EXCERPTED PASSAGE
MEN EXPRESS LOVE BY DOING

One of the fundamental differences between men and women is the way they express love. Men are goal-oriented and express love by doing, while women are relationship-oriented and express love by being.

A woman may say "I love you" by touching, stroking, caressing, and talking.

A man, on the other hand, shows love by doing such things as going to work and earning a living.

When a woman thinks about love, she thinks about starlit nights and romantic interludes. When a man thinks about love, he thinks about bringing home enough money to buy spaghetti sauce to put on the table.

A woman wants to be swept off her feet, while a man may think sweeping the front porch does just that.

Women feel. Men do.

We were hung up on these differences for years. "Why can't you show me you love me? I need to feel loved," we'd say.

And our husbands would respond, "What in the world does that mean? What can I do to make you feel loved?"

Notice that our husbands asked what they could do to make us feel loved? They had no idea what we meant because doing is a man's native tongue while feeling is a woman's.

Countless articles and books have been written describing these fundamental differences, yet it wasn't until we actually began to take this difference into consideration that we began to notice the ways in which our husbands express love.

Before learning this, when I (Connie) would say to my husband, "I need you to make me feel loved," my husband would respond, "I don't know how to do that if I haven't done it already. They didn't teach that in school, and if they did I was absent that day."

"It is not a hard thing to do," I would retort. And it's not-to a woman. But to a man it is like trying to read a map with no legend.

(Entries from an annotation dataset)
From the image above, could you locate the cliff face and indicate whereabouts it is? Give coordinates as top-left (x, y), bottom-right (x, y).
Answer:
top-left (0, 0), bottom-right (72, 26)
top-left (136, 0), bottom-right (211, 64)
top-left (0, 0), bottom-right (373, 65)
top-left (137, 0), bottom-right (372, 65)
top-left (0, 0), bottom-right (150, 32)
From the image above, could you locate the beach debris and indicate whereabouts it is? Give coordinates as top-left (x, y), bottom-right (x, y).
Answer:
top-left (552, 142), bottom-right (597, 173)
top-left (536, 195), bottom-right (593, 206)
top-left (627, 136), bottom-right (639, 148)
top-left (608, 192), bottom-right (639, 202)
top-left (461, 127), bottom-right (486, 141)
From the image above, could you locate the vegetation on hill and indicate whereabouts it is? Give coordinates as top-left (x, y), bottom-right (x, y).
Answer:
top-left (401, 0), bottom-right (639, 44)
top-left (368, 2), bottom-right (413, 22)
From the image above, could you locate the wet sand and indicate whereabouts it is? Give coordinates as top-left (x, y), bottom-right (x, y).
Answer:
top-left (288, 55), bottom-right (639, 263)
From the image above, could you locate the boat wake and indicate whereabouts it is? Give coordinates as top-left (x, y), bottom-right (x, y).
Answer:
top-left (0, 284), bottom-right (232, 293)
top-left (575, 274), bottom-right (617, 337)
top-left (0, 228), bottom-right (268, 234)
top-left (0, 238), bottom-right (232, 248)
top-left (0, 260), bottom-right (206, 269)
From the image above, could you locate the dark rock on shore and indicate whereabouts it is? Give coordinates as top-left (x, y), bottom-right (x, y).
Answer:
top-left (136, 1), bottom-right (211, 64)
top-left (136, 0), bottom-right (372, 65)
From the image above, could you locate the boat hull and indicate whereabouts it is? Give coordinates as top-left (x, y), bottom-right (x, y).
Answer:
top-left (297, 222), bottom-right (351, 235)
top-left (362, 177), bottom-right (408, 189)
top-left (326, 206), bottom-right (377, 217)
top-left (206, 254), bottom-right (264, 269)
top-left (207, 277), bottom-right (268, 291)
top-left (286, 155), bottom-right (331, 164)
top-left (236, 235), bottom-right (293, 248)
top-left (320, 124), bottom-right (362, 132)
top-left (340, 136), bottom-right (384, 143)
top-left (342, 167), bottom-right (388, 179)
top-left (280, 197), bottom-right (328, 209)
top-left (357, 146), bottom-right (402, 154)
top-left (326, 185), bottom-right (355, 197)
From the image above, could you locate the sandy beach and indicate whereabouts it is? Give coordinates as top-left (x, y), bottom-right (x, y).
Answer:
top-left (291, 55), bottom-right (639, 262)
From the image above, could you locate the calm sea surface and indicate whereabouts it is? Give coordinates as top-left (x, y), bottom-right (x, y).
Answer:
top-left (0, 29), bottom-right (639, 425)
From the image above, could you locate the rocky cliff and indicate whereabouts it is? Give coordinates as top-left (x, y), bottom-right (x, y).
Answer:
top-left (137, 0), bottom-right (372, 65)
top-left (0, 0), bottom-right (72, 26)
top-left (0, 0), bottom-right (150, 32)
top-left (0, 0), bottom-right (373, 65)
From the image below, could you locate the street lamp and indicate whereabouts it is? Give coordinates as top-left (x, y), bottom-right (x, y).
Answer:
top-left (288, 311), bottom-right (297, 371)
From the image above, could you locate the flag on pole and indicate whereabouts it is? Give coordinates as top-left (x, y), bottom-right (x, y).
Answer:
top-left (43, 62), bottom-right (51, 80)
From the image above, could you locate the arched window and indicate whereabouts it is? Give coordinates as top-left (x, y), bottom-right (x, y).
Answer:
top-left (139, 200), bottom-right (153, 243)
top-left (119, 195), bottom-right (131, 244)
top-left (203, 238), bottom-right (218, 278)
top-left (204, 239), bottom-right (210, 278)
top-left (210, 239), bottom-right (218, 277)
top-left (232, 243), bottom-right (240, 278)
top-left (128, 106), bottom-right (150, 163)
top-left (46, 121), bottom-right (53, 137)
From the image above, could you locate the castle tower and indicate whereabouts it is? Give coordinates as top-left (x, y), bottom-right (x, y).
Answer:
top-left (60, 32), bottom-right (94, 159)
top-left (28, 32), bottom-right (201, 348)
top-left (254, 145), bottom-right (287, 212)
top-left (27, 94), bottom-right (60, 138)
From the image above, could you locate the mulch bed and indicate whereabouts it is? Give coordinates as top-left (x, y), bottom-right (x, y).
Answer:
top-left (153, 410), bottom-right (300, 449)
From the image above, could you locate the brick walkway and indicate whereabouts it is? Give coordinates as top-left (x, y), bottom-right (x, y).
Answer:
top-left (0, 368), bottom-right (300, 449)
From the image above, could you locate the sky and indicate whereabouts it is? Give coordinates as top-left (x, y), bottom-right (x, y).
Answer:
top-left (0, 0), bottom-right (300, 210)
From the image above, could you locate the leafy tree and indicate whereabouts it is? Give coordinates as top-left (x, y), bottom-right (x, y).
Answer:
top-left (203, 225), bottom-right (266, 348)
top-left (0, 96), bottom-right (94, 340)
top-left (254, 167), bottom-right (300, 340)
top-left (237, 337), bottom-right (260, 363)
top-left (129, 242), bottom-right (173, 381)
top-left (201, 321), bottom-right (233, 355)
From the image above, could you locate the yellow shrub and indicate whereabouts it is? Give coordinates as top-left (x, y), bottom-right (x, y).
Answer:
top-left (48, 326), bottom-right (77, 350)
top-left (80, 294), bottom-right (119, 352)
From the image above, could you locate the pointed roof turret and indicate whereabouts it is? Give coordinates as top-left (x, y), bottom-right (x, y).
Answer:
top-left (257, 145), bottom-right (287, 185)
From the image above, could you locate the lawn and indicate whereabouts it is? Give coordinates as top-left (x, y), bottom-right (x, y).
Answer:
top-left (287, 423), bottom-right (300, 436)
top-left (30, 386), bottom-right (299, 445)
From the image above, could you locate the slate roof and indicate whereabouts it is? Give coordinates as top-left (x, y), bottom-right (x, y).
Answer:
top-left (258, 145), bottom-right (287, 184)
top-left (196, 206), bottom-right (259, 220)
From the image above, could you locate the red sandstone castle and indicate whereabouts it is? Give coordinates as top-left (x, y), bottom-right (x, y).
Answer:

WHAT TO DO
(A) Answer these about the passage on how men and women express love:
(i) What does a man think about bringing home enough money to buy?
(ii) What name does one of the writers give in parentheses?
(iii) What does the final sentence compare trying to make a woman feel loved to, for a man?
(B) Write out, word for word, the stretch of the passage on how men and women express love from "One of the fundamental" through "earning a living.".
(C) Keep writing the passage on how men and women express love, picking up after its last sentence.

TASK-BY-TASK ANSWERS
(A)
(i) Spaghetti sauce to put on the table.
(ii) Connie.
(iii) Trying to read a map with no legend.

(B)
One of the fundamental differences between men and women is the way they express love. Men are goal-oriented and express love by doing, while women are relationship-oriented and express love by being.

A woman may say "I love you" by touching, stroking, caressing, and talking.

A man, on the other hand, shows love by doing such things as going to work and earning a living.

(C)
At some point my weary husband would say, "Besides making you feel cherished, what else can I do?"

What else? What else was there? Nothing-at least as far as I was concerned. I know now that what he was doing all those years was trying to give me exactly what I wanted. He was just doing it in a man's language. Imagine that!

Acknowledge the fact that you and your husband show love in entirely different ways, and appreciate your differences. Begin to look for the ways he shows love that are unique to him. One of the clues is that they will often be action based rather than feeling based.

For example, I (Connie) have learned that Wes shows love by supporting me in whatever I'm involved with, working hard to provide for me and our children, forgiving quickly, and not pressuring me to do things I don't enjoy. For instance, I don't enjoy cooking, and he doesn't make me feel bad that I don't. He's happy to eat whatever I prepare. It's usually very simple, but he always thanks me for preparing it.

My (Nancy) husband, Ray's, love language is seldom verbal. He's not a big hand-holder, either. However, he excels in demonstrating his love by doing things for me. If he has a day off and I'm working, he often cleans the house and has dinner ready when I get home. He calls me every day at work to see if I need anything from the store. As I first wrote these words, I heard him pull into the driveway after getting his car washed. I was ready to greet him, only to watch him pull out of the driveway in my car to have it washed. Knowing that I have a deadline to meet, he told me if I needed any errands run or household tasks completed, he was ready, willing, and able. I've learned that I don't need words when everything he does lets me know he loves me.

When you begin to accept your husband's efforts, you are granting him the uncommon luxury of being himself. What would happen if women stopped expecting men to be more like them? We think one of the first things that would happen is that husbands would feel freer to talk.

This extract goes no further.